> _YOUR GOAL_: Display each line of the data below that contains the word "bridge", copying every such line in full.
____ MATERIALS PROVIDED
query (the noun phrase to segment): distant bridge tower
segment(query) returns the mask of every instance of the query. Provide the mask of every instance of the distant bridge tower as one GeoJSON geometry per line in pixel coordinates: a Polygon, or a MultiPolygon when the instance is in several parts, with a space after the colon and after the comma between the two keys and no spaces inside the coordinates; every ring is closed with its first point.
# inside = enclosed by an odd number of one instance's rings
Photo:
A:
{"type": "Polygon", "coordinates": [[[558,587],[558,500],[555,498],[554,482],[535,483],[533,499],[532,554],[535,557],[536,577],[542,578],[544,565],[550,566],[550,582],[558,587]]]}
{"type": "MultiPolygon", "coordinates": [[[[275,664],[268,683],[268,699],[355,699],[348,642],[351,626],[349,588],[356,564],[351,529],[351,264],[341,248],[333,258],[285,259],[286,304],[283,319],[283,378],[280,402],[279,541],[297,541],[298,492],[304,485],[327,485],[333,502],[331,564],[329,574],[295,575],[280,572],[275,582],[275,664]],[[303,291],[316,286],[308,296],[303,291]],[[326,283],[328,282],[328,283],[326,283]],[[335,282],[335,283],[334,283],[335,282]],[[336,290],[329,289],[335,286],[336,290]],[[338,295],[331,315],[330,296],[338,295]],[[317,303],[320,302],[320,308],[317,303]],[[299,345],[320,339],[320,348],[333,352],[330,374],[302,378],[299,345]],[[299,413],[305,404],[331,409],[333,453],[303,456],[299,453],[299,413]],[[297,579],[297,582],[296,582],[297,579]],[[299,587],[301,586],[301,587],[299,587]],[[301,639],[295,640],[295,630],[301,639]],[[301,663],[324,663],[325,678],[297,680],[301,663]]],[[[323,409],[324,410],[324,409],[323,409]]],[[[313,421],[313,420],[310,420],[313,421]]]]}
________
> _ANSWER TO THIS TASK_:
query (the noun phrase to segment): distant bridge tower
segment(query) returns the mask of every instance of the query. Provide the mask of every instance of the distant bridge tower as one GeoJSON geometry per line in pixel coordinates: a Polygon, or a MultiPolygon when the instance is in several parts, with a space after the colon and after the comma between the two keys and no spaces inside the coordinates; every ring is closed with its first point.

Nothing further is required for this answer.